● **DATASET EXTRACT**:
----------------------------------------

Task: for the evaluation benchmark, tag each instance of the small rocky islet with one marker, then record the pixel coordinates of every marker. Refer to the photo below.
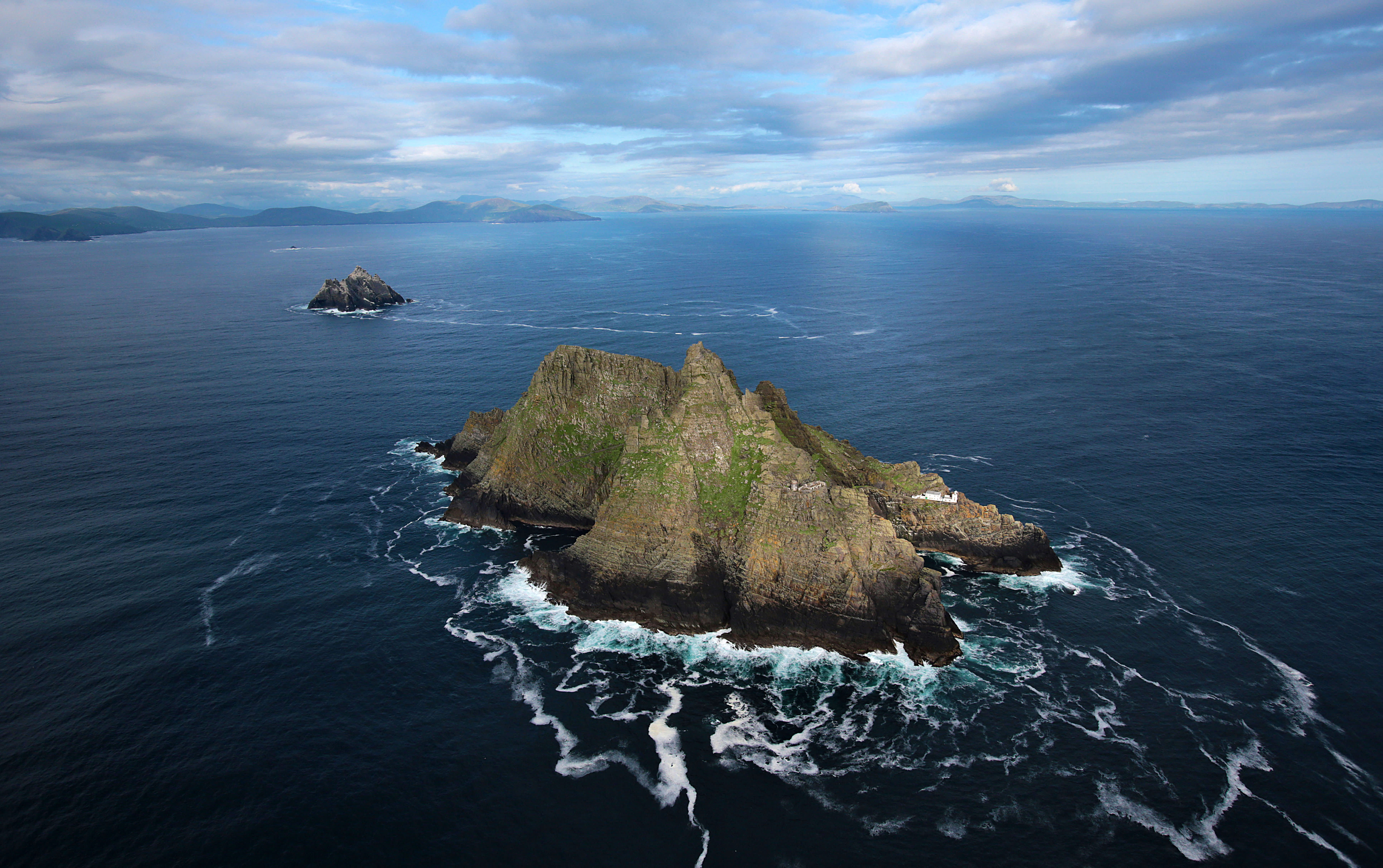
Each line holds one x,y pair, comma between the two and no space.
706,506
360,291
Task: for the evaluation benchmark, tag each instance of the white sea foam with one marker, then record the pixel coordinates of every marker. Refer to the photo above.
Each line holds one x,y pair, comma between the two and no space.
250,566
819,722
1068,580
1196,840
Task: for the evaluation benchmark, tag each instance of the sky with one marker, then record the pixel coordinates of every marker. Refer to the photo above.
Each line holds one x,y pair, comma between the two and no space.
256,104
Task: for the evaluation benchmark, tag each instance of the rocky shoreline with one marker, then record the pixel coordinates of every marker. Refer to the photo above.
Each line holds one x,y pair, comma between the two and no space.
359,292
706,508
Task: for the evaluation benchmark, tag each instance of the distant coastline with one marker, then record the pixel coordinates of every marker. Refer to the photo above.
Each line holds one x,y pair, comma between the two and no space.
78,223
85,223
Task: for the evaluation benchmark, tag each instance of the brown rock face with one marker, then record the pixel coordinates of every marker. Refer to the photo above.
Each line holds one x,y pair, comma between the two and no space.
706,506
359,292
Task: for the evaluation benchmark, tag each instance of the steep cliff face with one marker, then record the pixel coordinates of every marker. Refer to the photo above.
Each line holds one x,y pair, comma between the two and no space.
359,292
710,508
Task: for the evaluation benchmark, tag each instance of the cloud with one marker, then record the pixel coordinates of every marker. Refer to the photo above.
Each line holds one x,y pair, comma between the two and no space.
194,100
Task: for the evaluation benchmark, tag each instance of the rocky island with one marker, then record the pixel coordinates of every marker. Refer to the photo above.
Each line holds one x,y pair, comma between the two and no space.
706,508
359,292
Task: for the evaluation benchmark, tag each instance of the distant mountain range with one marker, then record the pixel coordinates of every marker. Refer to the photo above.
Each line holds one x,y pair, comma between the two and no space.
82,223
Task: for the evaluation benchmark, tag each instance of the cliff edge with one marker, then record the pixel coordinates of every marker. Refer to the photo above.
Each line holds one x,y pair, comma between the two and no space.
706,506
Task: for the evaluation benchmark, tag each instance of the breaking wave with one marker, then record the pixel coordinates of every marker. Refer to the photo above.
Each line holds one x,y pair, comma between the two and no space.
1036,703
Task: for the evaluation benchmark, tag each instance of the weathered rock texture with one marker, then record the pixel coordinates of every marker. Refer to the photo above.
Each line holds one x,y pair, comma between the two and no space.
359,292
710,508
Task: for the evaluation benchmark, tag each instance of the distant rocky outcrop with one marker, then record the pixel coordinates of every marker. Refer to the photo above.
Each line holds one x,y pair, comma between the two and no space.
707,508
868,208
359,292
52,234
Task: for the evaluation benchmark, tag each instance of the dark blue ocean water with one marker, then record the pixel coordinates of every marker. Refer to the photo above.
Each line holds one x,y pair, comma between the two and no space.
233,632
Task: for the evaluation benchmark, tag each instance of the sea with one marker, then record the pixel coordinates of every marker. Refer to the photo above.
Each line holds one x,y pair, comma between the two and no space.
234,631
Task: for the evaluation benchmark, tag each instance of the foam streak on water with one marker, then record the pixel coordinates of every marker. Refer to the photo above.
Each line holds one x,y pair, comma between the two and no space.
823,725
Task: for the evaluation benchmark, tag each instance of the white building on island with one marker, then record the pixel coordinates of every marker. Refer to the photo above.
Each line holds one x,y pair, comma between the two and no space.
937,495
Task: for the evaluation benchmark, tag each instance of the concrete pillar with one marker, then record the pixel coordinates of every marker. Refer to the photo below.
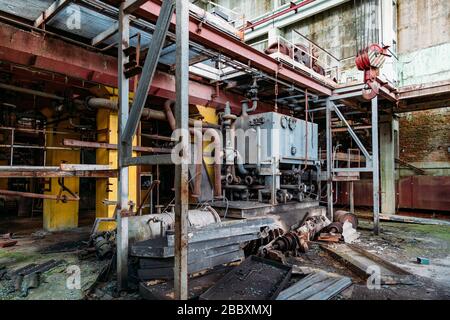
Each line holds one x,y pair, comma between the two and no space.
388,153
273,35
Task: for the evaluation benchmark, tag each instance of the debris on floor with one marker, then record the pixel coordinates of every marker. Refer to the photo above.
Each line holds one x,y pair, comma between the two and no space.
254,279
7,243
163,290
349,233
209,246
365,264
422,260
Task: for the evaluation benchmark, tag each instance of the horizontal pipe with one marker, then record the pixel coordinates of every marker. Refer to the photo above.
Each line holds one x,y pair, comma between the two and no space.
102,145
38,195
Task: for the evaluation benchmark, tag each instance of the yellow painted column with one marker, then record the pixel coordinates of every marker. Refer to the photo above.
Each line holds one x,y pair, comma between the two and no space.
106,189
58,215
209,115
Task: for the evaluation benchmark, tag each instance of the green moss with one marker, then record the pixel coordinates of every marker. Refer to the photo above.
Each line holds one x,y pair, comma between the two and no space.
8,257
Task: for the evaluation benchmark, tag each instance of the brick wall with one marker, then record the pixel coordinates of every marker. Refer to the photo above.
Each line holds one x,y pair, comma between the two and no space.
425,136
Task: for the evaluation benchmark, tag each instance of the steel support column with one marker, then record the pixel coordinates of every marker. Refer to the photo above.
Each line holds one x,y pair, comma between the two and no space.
151,61
122,201
376,168
329,138
181,170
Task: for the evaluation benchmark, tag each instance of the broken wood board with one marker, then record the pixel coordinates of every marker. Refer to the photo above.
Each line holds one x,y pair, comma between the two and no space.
7,243
316,286
365,263
254,279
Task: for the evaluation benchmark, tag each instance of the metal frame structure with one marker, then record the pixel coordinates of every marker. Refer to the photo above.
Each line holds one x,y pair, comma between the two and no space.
189,30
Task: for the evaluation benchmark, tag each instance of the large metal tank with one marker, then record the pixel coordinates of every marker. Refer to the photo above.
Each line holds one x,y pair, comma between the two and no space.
261,137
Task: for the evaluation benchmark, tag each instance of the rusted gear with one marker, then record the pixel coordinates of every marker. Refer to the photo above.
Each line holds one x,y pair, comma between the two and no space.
343,216
335,227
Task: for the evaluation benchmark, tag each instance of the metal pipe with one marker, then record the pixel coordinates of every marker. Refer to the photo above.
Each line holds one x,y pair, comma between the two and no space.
376,167
292,7
169,115
123,187
62,198
258,149
329,142
182,121
198,158
240,164
31,92
217,161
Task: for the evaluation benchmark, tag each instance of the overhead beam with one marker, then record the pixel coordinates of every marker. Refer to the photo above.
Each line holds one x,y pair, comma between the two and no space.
228,45
51,11
105,35
18,46
131,5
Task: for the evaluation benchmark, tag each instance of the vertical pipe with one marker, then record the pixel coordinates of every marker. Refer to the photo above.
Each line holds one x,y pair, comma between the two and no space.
329,160
351,196
198,158
122,222
181,170
12,147
376,168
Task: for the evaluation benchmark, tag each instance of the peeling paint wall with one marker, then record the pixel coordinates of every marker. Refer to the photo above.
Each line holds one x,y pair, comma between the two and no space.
425,140
423,41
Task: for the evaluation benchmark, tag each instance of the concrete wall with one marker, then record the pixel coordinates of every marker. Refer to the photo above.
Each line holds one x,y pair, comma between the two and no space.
423,41
425,141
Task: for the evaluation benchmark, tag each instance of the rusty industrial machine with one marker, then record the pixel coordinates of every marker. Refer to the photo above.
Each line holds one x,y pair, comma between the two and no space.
270,157
370,60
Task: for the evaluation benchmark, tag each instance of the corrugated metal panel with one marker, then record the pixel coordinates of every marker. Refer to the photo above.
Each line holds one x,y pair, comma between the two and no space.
92,23
28,9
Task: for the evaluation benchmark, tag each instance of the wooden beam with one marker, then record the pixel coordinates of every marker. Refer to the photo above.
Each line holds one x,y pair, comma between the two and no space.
51,11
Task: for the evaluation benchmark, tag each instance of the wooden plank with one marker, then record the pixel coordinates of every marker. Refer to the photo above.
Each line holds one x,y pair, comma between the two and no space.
359,261
316,286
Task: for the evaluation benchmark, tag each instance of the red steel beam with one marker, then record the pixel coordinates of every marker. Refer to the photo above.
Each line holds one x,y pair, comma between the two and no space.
47,53
212,38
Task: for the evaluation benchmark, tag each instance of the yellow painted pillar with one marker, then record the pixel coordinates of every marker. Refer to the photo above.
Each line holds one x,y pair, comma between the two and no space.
106,189
209,115
58,215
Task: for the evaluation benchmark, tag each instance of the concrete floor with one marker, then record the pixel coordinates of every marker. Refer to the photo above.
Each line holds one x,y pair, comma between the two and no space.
398,243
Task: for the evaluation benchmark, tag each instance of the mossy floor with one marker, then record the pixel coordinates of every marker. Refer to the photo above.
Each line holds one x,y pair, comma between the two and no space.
53,284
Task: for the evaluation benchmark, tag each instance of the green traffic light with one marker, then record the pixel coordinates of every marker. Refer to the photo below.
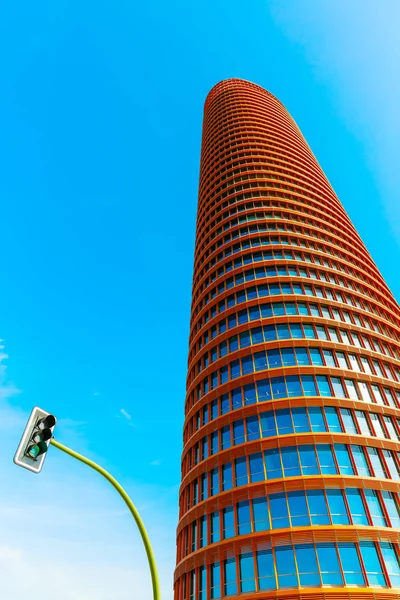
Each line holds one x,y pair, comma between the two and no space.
36,450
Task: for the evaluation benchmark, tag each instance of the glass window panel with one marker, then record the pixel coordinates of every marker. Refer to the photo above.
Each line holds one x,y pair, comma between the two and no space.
321,332
307,566
230,587
302,356
329,360
375,508
316,358
356,505
282,330
300,420
246,569
238,432
284,421
351,564
326,460
309,332
318,508
391,560
343,459
279,511
329,564
360,460
392,508
249,394
243,517
256,467
308,460
391,429
286,567
338,387
376,462
333,419
215,533
240,471
308,385
348,422
290,460
391,464
260,512
268,424
266,571
288,358
341,360
225,437
298,509
363,423
337,507
376,424
273,463
228,527
278,387
316,419
372,564
227,476
351,389
252,428
260,361
323,385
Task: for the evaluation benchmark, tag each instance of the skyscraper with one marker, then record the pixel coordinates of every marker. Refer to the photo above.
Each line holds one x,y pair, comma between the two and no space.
290,466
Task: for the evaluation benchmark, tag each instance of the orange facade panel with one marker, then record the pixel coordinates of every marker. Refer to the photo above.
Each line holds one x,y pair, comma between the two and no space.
291,460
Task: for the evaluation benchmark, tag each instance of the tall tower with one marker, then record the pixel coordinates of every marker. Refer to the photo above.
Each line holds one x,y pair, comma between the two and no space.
290,466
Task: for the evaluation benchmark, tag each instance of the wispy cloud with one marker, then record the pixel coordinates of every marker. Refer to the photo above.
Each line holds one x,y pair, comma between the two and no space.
125,414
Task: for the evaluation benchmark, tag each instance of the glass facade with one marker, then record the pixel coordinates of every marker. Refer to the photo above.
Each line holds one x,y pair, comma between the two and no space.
291,458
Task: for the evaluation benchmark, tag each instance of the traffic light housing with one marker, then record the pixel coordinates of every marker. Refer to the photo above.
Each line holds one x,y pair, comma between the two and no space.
35,440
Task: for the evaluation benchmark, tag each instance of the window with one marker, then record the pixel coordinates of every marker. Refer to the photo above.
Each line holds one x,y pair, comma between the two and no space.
230,577
343,459
256,467
308,460
215,575
391,561
307,566
329,564
273,463
260,512
392,508
265,569
279,511
290,461
317,507
214,532
356,506
326,460
228,528
372,564
246,567
351,564
337,507
286,567
243,517
240,471
375,509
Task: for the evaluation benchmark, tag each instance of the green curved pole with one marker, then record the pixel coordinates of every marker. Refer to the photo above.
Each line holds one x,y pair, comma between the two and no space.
130,505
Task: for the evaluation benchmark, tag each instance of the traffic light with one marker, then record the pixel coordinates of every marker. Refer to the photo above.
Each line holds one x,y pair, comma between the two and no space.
35,440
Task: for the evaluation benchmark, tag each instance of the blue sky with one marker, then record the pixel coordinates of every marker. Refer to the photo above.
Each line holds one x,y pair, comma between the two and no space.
101,108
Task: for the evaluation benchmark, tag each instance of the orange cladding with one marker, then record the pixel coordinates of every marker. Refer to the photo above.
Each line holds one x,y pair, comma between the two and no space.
290,466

----------------------------------------

● **EXERCISE**: Give back, unchanged, every line from the one with "the traffic light with" to the end of the entries above.

● **WRITTEN ANSWER**:
Task: for the evaluation benchmark, tag each instance of the traffic light with one marker, then record the pixel coordinates of every marker. Refer to the photo above.
Each line holds one x,y pair, comma between the two and no space.
35,440
Task: for the evaluation benchmark, tag each instance of the blue sky with one marker, then record the pixel coordinates of every marker. Refer to the photo above.
Each line holds one x,y pair, comma between the two and no space.
101,108
Task: for the evaluation benchmark, tag each instance of the orange cladding with one marker, then record the pixel coordinates of every marker. Refer to the photo above.
Each line holds one x,y pair, comma between the two and no space.
290,466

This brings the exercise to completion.